Please find every line in the material below that contains the word "window" and copy each of those lines in full. Case counts when matching.

....................

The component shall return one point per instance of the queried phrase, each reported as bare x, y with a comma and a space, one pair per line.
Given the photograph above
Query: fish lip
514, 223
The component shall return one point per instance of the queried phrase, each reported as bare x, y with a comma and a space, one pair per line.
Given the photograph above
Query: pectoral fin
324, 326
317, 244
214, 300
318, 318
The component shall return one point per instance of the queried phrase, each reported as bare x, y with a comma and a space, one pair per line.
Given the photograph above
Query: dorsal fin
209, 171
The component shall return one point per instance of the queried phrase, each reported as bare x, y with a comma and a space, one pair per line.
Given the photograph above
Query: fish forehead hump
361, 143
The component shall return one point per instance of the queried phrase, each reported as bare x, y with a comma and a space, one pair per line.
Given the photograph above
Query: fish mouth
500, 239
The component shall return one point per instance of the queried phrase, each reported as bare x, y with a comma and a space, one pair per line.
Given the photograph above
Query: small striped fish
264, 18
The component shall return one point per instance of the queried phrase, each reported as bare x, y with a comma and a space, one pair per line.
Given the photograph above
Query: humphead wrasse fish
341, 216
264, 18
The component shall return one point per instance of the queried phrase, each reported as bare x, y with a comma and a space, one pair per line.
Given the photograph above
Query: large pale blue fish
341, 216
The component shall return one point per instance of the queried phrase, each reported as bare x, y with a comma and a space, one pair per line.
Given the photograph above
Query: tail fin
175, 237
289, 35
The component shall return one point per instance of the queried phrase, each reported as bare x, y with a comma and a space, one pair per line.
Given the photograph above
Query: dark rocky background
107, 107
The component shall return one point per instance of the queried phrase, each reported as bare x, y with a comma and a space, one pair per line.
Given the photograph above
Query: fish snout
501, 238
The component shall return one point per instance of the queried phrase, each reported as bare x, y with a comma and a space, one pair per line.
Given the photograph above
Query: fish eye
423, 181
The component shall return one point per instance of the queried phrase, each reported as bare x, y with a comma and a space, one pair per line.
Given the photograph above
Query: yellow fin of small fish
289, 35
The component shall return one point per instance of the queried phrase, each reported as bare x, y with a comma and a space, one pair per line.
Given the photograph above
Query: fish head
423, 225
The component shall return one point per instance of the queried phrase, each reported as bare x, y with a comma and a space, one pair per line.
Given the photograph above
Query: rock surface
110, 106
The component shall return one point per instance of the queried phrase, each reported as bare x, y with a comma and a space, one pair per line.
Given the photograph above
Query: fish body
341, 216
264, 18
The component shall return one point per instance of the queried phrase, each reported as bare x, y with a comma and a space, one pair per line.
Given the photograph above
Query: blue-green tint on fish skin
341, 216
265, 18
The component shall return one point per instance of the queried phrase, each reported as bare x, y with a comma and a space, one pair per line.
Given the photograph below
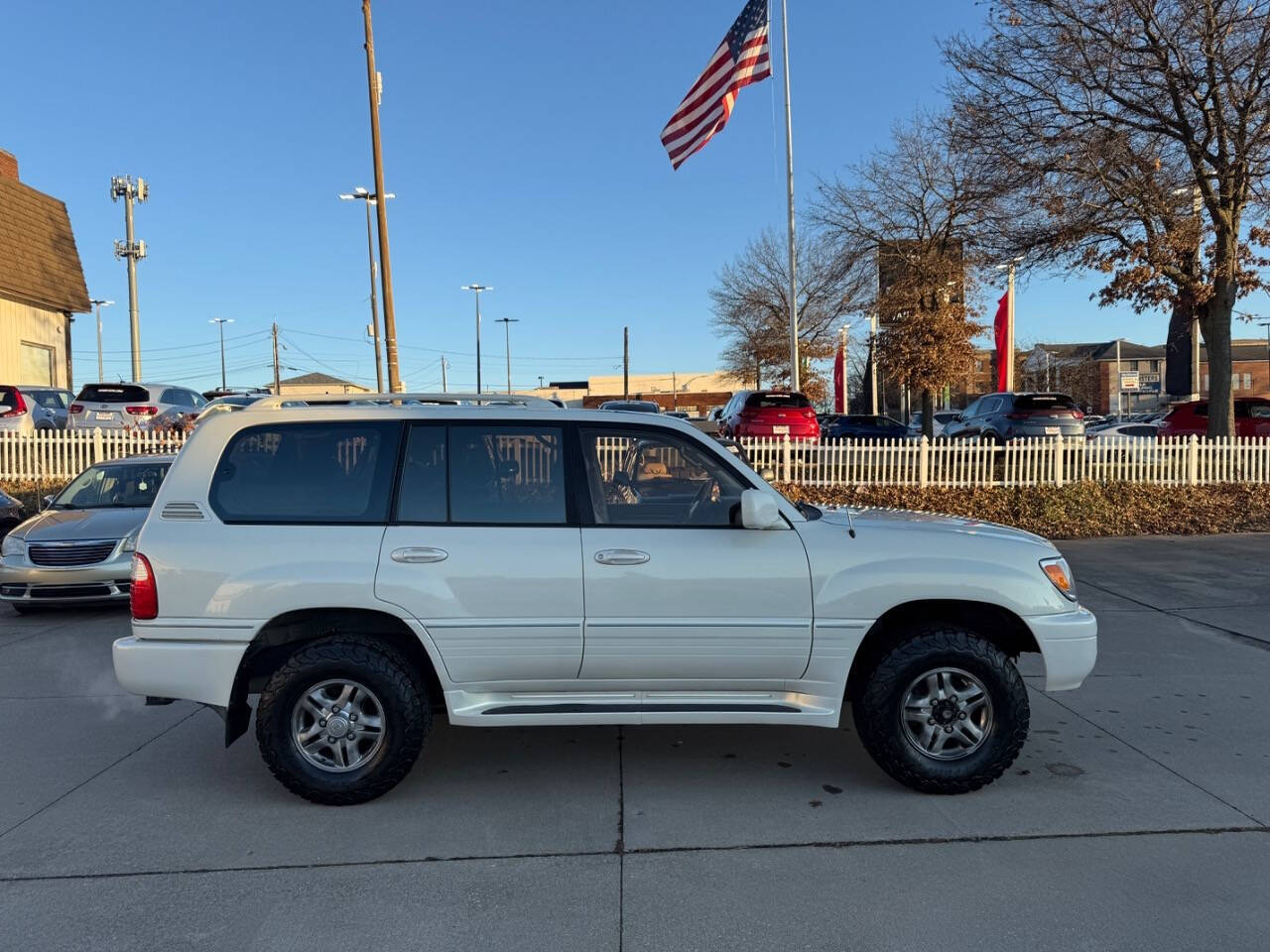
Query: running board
516, 707
647, 708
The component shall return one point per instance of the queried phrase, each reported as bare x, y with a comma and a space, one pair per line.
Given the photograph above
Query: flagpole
789, 167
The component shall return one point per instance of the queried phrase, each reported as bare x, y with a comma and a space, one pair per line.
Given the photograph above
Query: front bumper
35, 585
1070, 645
178, 667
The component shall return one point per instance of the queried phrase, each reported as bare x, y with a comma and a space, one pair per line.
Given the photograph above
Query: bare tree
751, 309
1127, 102
916, 208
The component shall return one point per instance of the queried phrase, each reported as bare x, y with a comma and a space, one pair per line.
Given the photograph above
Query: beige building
318, 385
41, 285
689, 390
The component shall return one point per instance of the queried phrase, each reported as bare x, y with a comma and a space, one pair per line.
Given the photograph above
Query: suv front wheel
343, 720
944, 712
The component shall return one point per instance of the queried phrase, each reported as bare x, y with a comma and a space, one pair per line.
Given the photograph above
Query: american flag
740, 59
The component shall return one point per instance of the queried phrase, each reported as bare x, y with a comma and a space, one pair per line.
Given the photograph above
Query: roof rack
499, 400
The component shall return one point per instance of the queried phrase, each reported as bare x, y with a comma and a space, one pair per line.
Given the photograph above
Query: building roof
39, 259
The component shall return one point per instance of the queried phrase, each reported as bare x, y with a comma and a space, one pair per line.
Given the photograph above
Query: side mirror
758, 511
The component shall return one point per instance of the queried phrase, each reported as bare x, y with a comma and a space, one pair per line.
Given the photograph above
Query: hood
68, 525
907, 520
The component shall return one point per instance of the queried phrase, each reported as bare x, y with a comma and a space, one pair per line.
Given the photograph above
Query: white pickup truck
363, 566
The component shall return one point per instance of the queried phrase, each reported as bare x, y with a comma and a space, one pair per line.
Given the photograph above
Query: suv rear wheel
944, 712
343, 720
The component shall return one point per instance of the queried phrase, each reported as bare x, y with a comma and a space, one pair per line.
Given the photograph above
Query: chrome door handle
621, 556
421, 553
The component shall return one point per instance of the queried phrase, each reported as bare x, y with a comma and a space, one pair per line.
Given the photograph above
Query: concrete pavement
1135, 817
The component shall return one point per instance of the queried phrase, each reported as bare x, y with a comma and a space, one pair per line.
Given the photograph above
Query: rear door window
113, 394
506, 475
308, 472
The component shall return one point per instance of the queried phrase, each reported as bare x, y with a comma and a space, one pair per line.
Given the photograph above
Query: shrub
1075, 511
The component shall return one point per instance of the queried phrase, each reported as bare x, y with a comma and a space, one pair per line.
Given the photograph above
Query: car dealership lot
1135, 817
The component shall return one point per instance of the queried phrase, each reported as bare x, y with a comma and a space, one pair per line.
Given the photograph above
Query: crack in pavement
1238, 638
649, 851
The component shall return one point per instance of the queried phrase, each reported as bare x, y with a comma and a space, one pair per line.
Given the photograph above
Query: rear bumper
193, 670
1070, 645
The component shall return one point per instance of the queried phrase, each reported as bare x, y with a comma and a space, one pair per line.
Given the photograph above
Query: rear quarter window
308, 474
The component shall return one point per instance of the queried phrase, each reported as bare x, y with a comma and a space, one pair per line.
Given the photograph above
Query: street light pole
381, 207
477, 289
99, 303
370, 252
220, 322
507, 335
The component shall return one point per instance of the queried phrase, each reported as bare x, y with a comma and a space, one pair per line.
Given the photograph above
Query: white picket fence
1052, 461
54, 456
63, 454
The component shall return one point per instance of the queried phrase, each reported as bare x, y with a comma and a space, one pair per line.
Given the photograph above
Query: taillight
144, 594
19, 405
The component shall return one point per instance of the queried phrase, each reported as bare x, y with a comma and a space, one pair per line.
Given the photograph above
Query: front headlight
1060, 574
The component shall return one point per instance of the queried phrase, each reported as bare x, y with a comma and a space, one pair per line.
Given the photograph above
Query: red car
1251, 417
769, 413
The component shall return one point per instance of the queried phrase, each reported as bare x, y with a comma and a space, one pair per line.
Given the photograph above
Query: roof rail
500, 400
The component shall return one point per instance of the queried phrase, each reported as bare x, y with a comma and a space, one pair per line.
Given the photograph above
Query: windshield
113, 486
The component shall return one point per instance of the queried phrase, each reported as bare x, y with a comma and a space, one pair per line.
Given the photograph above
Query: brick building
41, 284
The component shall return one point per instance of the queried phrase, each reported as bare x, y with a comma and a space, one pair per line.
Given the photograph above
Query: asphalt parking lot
1135, 817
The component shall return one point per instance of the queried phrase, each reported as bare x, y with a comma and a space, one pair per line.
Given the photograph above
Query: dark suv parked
1000, 417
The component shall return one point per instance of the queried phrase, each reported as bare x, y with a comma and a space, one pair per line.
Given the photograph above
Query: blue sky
522, 143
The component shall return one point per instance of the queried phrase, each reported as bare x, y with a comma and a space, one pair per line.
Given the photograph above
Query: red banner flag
839, 381
1002, 327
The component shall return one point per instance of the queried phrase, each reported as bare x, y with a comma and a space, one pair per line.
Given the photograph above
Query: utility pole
1266, 325
477, 289
99, 303
123, 186
873, 363
277, 380
1119, 381
789, 169
220, 322
507, 335
370, 199
375, 86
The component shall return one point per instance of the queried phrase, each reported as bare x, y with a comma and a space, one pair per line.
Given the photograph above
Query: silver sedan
79, 548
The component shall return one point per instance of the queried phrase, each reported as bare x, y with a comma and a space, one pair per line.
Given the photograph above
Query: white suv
362, 566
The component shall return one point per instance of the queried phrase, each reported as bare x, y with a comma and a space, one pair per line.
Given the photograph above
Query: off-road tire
407, 717
876, 712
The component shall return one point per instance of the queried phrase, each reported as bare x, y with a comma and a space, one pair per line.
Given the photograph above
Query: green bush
1075, 511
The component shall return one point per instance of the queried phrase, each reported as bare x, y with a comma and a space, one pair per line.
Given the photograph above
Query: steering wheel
706, 490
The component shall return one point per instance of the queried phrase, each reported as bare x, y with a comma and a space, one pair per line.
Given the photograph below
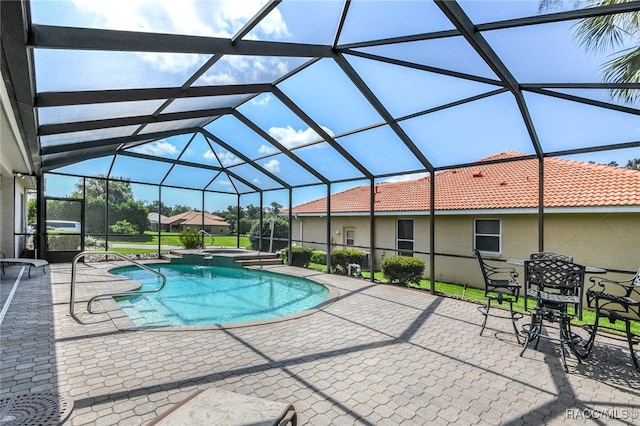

....................

> _ANSWER_
Query: rear door window
Query: rear quarter window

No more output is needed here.